(Source):
There is only “but”. Listening to this makes me acutely aware that I know nothing about the soul music which inspires it. I really need to check it out. If there’s time...

Oh, finally, BTW, hats off to the Daily Mail for giving this away as a freebie (as part of its Eighties series). But a band named after an illegal drug (not to mention one or two rude lyrics)? This isn’t the Daily Mail I know.

Wednesday, 17 September 2008

Dvorak - Symphony No 9 (From the New World. Or the old Hovis advert)

There is a song by The Fall (“Just Step”, on Hex Enduction Hour) which begins “When what used to excite you does not”. That is exactly how I feel about this music. Like Sibelius’s First Symphony, it was one of the first classical records I bought. (the late Vernon Handley and the LPO, I think). Unlike the Sibelius, or Dvorak’s American Quartet, which I listened to and loved a few months ago, none of it gives me any sort of thrill, of discovering anything new. Maybe the well-remembered tunes make this too comfort zone, familiar and reassuring.

God's in his heaven, all's well with the world

The financial world may be in meltdown, and Richard Wright may have shuffled off his mortal coil to join Syd at the Great Gig in the Sky, but I bagged my free copy of Dexys Midnight Runners' "Searching For The Young Soul Rebels" with yesterday's Daily Bile.

Monday, 15 September 2008

El Hijo de la Cumbia – “El Ventana Esta Abierta”

Cumbia from Argentina, courtesy of the now sadly dormant Fat Planet. Crunchy, smoky and dubby (says my tasting notes). It’s interesting but rather amorphous, and at over 20 minutes perhaps a bit long. But then again perhaps the bus into work on a Monday morning isn’t the best time and place to listen to this sort of thing. Though listening to it in the evening it sounded much better. Definitely worth another listen.

Download at http://www.fatplanet.com.au/blog/?tag=cumbia.

Friday, 12 September 2008

Beethoven – Cello Sonata in D, op 102 no 2

I heard some of this sonata a couple of months ago http://terrapinlistens2.blogspot.com/2008/07/beethoven-cello-sonata-in-d-op-102-no-2.html and had to listen to it again.

(Goal 1): Revise the music blog, starting with "Oh, finally, BTW, hats" and going on through "Mail I know.", so that "freebie" becomes "giveaway".
(Goal 2): Carry on writing the music blog from its last sentence.

(Stored data):
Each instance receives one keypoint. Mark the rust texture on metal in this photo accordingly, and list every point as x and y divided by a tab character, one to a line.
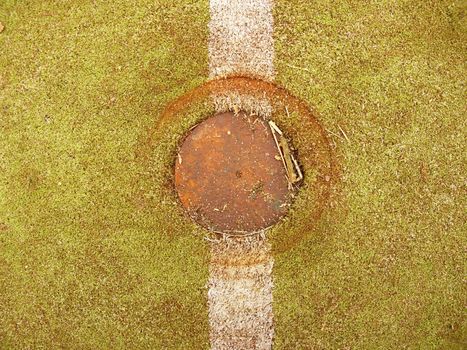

(Final answer 1):
Oh, finally, BTW, hats off to the Daily Mail for giving this away as a giveaway (as part of its Eighties series). But a band named after an illegal drug (not to mention one or two rude lyrics)? This isn’t the Daily Mail I know.

(Final answer 2):
When I heard it before I didn’t hear any of the first movement, and the first time I heard it yesterday I thought how unremarkable it was for late Beethoven. That’s entirely relative of course: it’s still unmistakably Beethoven and therefore highly remarkable in absolute terms. On second hearing it is clear how much is packed into something less than 7 minutes long (and that includes an exposition repeat). The second movement is also great, but it somehow doesn’t feel like a late work. It’s the last movement which amazes: with obvious exceptions like the Grosse Fuge this sort of contrapuntal music isn’t the sort of thing you associate with Beethoven.

The performance (via Classic Cat) is of course nowhere near as good as the Rostropovitch-Richter one but it’s free so I’m not complaining. I’m tagging this as “classical” although my MP3 player is telling me it’s blues.

Thursday, 11 September 2008

Gorky’s Zygotic Mynci – Bwyd Time

Wales isn’t the land of my fathers, but it’s the land of my in-laws and I spent a very pleasant weekend in Swansea last month. While I was there I picked up a local magazine, whose music correspondent is Richard James, formerly bassist with Nineties Carmarthen band Gorky’s Zygotic Mynci. He has just got funding for a thesis on the effect (presumably negative) of Methodism on Welsh folk music. This looks interesting.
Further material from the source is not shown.